▶ TASK DIRECTIONS
Update the passage on the proposed U.S. customs duties by restating it starting at "The American media, which" and ending at "even energy-related components.", with "anonymous" changed to "unnamed".

▶ PASSAGE
-----

As a reminder, the American president-elect plans to introduce customs surcharges of 60% on Chinese imports as well as “universal duties” of 10% to 20% on those from other countries. The Washington Post indicated this Monday that these “universal” customs duties could be restricted to certain sectors and would thus only cover “critical imports”.
The American media, which relies on three anonymous sources, writes that the exact list of industries which would be affected is not clearly established at present. But it could encompass the logistics chain of defense activities, medical equipment or even energy-related components.
Enough to make the single currency jump by more than 1% against the Dollar, two weeks before the inauguration of the 47th President of the United States.
In terms of statistics this Monday, no deviation from the target is to be reported, whether for the final services PMI data in the Euro Zone (51.6) or the Sentix investor confidence index (-17.7). .

-----

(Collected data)
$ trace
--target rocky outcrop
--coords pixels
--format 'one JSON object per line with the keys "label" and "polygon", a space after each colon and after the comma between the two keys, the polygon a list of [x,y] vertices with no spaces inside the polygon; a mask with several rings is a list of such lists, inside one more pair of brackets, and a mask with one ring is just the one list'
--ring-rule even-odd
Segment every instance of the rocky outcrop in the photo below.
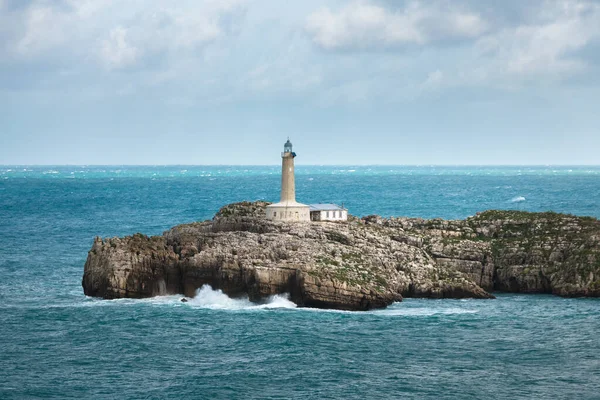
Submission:
{"label": "rocky outcrop", "polygon": [[600,223],[489,211],[463,221],[265,219],[267,203],[223,207],[162,236],[97,238],[83,288],[103,298],[193,296],[204,284],[253,301],[367,310],[404,297],[492,298],[492,290],[600,295]]}

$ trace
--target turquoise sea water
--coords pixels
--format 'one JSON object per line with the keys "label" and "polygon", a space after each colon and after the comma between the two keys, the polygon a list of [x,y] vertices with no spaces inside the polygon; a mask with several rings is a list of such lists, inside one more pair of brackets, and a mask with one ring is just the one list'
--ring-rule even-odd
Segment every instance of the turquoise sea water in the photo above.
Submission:
{"label": "turquoise sea water", "polygon": [[[297,167],[356,215],[600,217],[600,167]],[[0,166],[0,398],[600,398],[600,301],[407,299],[368,313],[210,288],[86,298],[95,235],[160,234],[277,200],[279,167]]]}

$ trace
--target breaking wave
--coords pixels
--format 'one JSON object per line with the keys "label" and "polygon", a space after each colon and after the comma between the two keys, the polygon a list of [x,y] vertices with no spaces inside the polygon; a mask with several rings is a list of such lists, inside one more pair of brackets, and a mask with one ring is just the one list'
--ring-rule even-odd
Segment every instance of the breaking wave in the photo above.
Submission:
{"label": "breaking wave", "polygon": [[196,291],[196,295],[188,301],[195,307],[209,308],[213,310],[249,310],[264,308],[296,308],[296,304],[289,300],[287,294],[269,296],[261,303],[253,303],[248,298],[234,299],[223,293],[222,290],[214,290],[210,285],[204,285]]}

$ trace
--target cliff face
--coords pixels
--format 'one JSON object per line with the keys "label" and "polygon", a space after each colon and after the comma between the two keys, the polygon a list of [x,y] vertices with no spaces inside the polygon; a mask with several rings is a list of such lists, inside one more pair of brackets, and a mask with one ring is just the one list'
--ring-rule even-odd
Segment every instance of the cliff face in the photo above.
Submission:
{"label": "cliff face", "polygon": [[204,284],[260,301],[367,310],[405,297],[492,298],[487,291],[600,295],[600,222],[489,211],[464,221],[265,219],[267,203],[223,207],[162,236],[94,241],[84,292],[104,298],[193,296]]}

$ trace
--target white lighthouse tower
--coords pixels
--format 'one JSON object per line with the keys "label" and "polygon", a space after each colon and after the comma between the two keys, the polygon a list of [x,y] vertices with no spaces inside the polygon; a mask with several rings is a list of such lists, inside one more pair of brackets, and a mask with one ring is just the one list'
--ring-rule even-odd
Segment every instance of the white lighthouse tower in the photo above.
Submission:
{"label": "white lighthouse tower", "polygon": [[267,206],[267,218],[274,221],[310,221],[310,207],[296,202],[294,158],[292,143],[288,138],[281,153],[281,200]]}

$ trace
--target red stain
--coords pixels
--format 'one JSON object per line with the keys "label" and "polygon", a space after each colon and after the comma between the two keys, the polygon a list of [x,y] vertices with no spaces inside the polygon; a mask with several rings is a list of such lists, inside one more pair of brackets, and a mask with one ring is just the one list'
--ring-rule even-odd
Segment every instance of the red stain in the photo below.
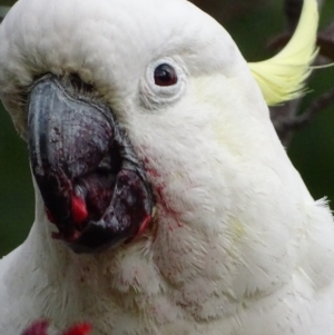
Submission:
{"label": "red stain", "polygon": [[81,198],[73,196],[71,203],[73,221],[76,224],[82,224],[88,216],[85,201]]}
{"label": "red stain", "polygon": [[150,225],[150,223],[151,223],[151,216],[148,215],[148,216],[144,219],[144,221],[141,223],[141,225],[140,225],[140,227],[139,227],[139,230],[138,230],[138,233],[137,233],[137,235],[136,235],[135,238],[137,238],[137,237],[139,237],[140,235],[143,235],[143,233],[148,228],[148,226]]}
{"label": "red stain", "polygon": [[[48,321],[37,321],[30,325],[22,335],[48,335]],[[59,335],[88,335],[91,325],[88,323],[77,324]]]}
{"label": "red stain", "polygon": [[62,333],[61,335],[86,335],[91,331],[90,324],[78,324],[70,327],[68,331]]}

-----

▶ OUTPUT
The American media, which relies on three unnamed sources, writes that the exact list of industries which would be affected is not clearly established at present. But it could encompass the logistics chain of defense activities, medical equipment or even energy-related components.